**WHAT IS BEING ASKED**
Reproduce all records verbatim.

**RECORDS SUPPLIED**
——

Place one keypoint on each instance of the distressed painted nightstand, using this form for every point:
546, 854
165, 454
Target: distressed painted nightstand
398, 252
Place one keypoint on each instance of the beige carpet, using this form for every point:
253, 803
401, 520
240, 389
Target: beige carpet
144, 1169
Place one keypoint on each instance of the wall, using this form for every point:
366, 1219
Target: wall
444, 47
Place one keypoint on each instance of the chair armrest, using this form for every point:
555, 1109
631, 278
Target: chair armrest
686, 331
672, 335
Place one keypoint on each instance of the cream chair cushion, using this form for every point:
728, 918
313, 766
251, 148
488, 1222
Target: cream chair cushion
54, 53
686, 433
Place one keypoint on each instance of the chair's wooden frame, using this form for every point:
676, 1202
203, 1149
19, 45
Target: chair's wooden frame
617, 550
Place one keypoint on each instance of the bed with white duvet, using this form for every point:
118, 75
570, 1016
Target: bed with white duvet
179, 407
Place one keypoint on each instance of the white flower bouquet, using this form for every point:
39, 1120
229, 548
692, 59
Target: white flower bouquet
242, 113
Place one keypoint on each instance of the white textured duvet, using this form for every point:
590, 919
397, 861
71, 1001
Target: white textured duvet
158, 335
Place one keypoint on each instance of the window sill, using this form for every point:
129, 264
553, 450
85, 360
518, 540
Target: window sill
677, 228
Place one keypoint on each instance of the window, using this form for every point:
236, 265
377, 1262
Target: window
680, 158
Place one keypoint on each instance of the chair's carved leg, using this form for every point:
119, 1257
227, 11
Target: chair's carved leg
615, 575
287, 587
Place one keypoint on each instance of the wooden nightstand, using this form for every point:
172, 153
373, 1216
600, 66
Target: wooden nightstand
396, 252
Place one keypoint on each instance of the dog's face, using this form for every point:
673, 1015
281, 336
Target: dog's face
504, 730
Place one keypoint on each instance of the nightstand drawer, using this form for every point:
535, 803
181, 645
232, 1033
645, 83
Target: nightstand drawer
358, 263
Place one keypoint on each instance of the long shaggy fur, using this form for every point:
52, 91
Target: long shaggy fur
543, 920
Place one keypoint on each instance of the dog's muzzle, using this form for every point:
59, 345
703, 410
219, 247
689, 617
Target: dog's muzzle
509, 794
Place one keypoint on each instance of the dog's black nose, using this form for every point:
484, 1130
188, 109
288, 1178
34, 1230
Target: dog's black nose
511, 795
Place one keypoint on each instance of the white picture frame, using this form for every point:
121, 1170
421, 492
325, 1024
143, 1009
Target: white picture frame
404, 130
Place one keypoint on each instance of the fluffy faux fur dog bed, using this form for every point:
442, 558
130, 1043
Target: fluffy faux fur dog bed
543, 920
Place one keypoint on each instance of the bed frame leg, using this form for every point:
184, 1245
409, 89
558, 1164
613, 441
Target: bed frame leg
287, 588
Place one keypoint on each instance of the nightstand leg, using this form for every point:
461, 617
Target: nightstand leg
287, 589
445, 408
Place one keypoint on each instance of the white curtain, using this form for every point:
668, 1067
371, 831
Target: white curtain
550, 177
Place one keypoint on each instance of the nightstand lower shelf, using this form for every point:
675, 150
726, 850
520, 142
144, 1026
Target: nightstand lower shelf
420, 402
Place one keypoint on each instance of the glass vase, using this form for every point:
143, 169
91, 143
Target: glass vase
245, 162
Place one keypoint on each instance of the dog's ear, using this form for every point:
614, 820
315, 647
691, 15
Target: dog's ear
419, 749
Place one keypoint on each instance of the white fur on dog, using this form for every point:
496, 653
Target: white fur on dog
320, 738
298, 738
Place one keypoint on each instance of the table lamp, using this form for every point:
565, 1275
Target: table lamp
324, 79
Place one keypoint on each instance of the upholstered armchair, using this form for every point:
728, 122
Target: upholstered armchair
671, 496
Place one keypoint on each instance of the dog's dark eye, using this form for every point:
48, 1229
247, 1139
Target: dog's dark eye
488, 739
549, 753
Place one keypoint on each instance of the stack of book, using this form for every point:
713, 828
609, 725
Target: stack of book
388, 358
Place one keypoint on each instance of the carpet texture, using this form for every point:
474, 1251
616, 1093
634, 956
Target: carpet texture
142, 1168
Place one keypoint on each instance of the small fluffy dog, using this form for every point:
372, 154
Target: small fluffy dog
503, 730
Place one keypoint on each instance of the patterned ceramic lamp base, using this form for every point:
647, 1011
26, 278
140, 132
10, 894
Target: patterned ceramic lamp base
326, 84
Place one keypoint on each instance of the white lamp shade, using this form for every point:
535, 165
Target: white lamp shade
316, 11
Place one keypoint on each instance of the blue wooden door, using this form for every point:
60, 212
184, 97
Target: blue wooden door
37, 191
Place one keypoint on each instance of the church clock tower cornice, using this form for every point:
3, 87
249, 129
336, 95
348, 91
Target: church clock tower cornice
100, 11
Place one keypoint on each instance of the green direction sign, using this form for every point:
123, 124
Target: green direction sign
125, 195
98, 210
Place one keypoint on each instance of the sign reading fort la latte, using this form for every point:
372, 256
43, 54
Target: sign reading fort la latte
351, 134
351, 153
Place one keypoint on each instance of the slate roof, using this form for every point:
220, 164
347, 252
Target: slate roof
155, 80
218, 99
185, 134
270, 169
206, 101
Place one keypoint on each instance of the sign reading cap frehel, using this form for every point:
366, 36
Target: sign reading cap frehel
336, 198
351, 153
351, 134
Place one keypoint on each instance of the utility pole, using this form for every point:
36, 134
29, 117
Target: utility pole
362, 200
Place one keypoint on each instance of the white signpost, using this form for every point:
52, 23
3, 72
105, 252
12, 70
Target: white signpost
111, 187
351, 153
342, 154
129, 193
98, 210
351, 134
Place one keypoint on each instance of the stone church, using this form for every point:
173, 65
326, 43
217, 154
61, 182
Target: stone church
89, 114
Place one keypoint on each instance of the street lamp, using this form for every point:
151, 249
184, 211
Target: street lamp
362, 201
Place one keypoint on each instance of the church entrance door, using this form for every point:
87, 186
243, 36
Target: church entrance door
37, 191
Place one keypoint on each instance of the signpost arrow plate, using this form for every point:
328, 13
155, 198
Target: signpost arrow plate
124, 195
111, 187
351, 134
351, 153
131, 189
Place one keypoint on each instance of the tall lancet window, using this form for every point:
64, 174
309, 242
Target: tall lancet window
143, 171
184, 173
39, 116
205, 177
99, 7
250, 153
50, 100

——

**EXERCISE OUTPUT**
Place one keypoint on each instance of the distressed painted nightstand, using this form for every point:
546, 854
165, 454
Target: distressed painted nightstand
398, 252
Place one keypoint on each instance of the beige carpet, using this form for every point:
253, 803
401, 520
240, 389
Target: beige carpet
144, 1169
Place one keypoint on each instance of the wall, using this form for every point:
366, 1219
Target: wall
444, 47
Place one keypoint on each instance of the chair armrest, using this form for every point:
555, 1109
631, 278
Target: chair armrest
686, 331
672, 335
Place one keypoint on each instance of the cream chair cushion, using this form for every point:
728, 918
313, 766
251, 148
488, 1222
Target: cream chair cushion
54, 53
686, 433
Place one keypoint on each instance of the chair's wooden frame, using this form for every point:
676, 1202
203, 1149
19, 45
Target: chair's wooden frame
617, 550
Place one keypoint on each instance of the bed with white duvet, using this form for every point:
118, 75
570, 1016
Target: bed with white duvet
179, 407
Place one keypoint on each instance of the white flower bouquet, using this form for every point:
39, 1120
229, 548
692, 59
Target: white flower bouquet
242, 113
Place one keypoint on each instance of the white textured duvet, using this form for every point:
590, 919
397, 861
71, 1001
Target: white textured duvet
158, 335
Place one keypoint on each instance of the window sill, using this form for every point:
129, 264
553, 450
85, 360
518, 540
Target: window sill
677, 228
Place one keypoint on each instance of the window, using this form for every point:
236, 265
377, 1262
Target: window
680, 158
Place one keypoint on each instance of the chair's carved leg, using this form for every point:
119, 1257
227, 11
Target: chair's carved leg
615, 575
287, 587
Place one keypoint on each instance of the wooden nightstand, using this form for every point:
172, 153
373, 1216
600, 66
Target: wooden nightstand
396, 252
Place one keypoint on each instance of the dog's face, using this form for every point:
673, 1015
281, 336
Target: dog's face
504, 730
Place one keypoint on each instance of the nightstand drawer, using this form for every point:
535, 803
181, 645
232, 1033
645, 83
Target: nightstand drawer
358, 263
Place one keypoint on each instance of the long shaggy fur, using this form for every point:
52, 91
Target: long shaggy fur
543, 920
Place one keypoint on each instance of the dog's muzzle, using this form for every point:
59, 345
703, 410
219, 247
689, 617
Target: dog's muzzle
509, 794
Place one keypoint on each instance of the dog's black nose, using this form for every point:
484, 1130
188, 109
288, 1178
34, 1230
Target: dog's black nose
511, 795
Place one keypoint on each instance of the white picture frame, using this form for every point:
121, 1170
421, 492
325, 1024
143, 1009
Target: white picture frame
404, 130
Place one keypoint on each instance of the fluffy faux fur dog bed, using this form for every point:
442, 558
130, 1043
Target: fluffy faux fur dog bed
543, 920
Place one keypoint on each instance of the bed frame leg, using this form for every point:
184, 1245
409, 89
558, 1164
613, 441
Target: bed frame leg
287, 588
Place one keypoint on each instance of the nightstand leg, using this form for every point:
461, 617
Target: nightstand leg
287, 589
445, 408
Place one keypoint on each instance of the white curtain, using this form for every point:
668, 1067
371, 831
Target: white curtain
550, 177
Place one keypoint on each instance of the nightstand lower shelf, using this form for every point:
675, 150
726, 850
520, 142
144, 1026
Target: nightstand lower shelf
420, 402
Place one keypoint on each instance of the glass vase, using this form for every point:
143, 169
91, 143
Target: glass vase
245, 162
Place one keypoint on each instance of the dog's ear, using this form for every point:
614, 820
315, 647
691, 15
Target: dog's ear
419, 749
Place one keypoint on each instance of the white fur on dog, using this form for every point:
496, 653
Target: white fur on dog
320, 738
298, 738
Place one keypoint on each instance of the table lamp, using this form for every point:
565, 1275
Target: table lamp
324, 79
Place one keypoint on each instance of the upholstered armchair, using this form for every point:
728, 122
Target: upholstered armchair
671, 496
Place one keypoint on each instance of the dog's dark eye, using this form for every point:
48, 1229
247, 1139
Target: dog's dark eye
488, 739
549, 753
Place one keypoint on each instance of the stack of book, using this form for every point:
713, 828
609, 725
Target: stack of book
388, 358
Place one keypoint on each instance of the carpet texture, using this form for every point:
474, 1251
616, 1093
634, 956
Target: carpet texture
142, 1168
Place one keypoint on each instance of the small fluffy dog, using this form for every point:
372, 154
Target: small fluffy dog
503, 730
Place one keypoint on each instance of the patterned ceramic lamp base, using this form for every point:
647, 1011
26, 278
140, 132
10, 894
Target: patterned ceramic lamp base
326, 84
Place one keypoint on each instance of the white lamp shade, using this form for every point:
535, 165
Target: white lamp shade
316, 11
Place one keypoint on each instance of the blue wooden door, using this form for every point:
60, 212
184, 97
Target: blue wooden door
37, 191
Place one keypoint on each instance of the church clock tower cornice, using this form for every point:
3, 87
249, 129
336, 95
348, 91
Target: church clock tower cornice
100, 11
Place one keypoint on each instance of the green direction sign, using this form for every point:
123, 124
Target: green direction sign
125, 195
98, 210
Place one keypoint on each instance of the sign reading fort la latte, using this form for every point:
372, 256
43, 54
Target: sign reading fort la latte
351, 134
351, 153
Place one keypoint on each instance of the slate roof, using this form for every point:
220, 164
347, 252
Target: slate roof
155, 80
218, 99
185, 134
270, 169
206, 101
Place one keypoint on each instance of the sign reading cap frehel, using this form for every point:
366, 36
Target: sign reading cap frehel
336, 198
351, 153
351, 134
Place one keypoint on each instance of the utility pole, using this form for every point:
36, 134
29, 117
Target: utility pole
362, 200
Place one keypoint on each instance of the white signpost, using this form for every point:
52, 23
3, 72
105, 252
12, 70
Target: white signpost
111, 187
351, 153
342, 154
129, 193
98, 210
351, 134
Place one keypoint on each instance of the stone church, using this form for every point:
173, 65
326, 43
217, 154
61, 182
Target: stone church
89, 114
Place one keypoint on each instance of the street lamp, using this form for every point:
151, 249
184, 211
Target: street lamp
362, 201
Place one keypoint on each instance of the church entrance door, using this form for every point:
87, 186
243, 36
Target: church entrance door
37, 191
Place one keypoint on each instance of the signpost arrow plate, using this form for every point:
328, 13
155, 198
Target: signpost arrow plate
124, 195
111, 187
351, 134
351, 153
131, 189
Place one keypoint on each instance of the tall lancet window, using this form for every point:
64, 174
309, 242
Target: tall lancet window
143, 171
184, 173
39, 116
205, 177
99, 7
250, 153
50, 100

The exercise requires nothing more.